Stored listing:
══════════

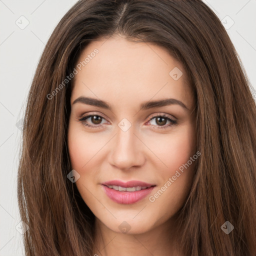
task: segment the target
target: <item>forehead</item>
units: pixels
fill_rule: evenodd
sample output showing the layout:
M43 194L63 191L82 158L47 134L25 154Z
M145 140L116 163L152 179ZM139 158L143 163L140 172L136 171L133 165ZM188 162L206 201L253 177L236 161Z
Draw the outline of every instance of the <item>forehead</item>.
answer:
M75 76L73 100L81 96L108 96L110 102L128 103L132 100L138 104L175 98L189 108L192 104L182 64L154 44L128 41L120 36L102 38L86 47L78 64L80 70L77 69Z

══════════

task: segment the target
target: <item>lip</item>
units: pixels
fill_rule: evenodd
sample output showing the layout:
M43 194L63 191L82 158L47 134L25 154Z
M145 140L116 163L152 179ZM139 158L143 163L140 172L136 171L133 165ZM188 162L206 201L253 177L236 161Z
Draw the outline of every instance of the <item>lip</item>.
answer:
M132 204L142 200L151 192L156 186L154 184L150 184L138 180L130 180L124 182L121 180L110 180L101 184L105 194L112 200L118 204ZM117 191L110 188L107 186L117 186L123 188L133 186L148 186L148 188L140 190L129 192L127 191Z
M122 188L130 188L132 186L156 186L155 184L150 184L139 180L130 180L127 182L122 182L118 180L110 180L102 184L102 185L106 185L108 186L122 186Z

══════════

**Instructions for the task**
Gather every line of the listing that contains the word "forehead" and copy each one out.

**Solution for this task**
target: <item>forehead</item>
Draw the outline of every instance of the <item>forehead</item>.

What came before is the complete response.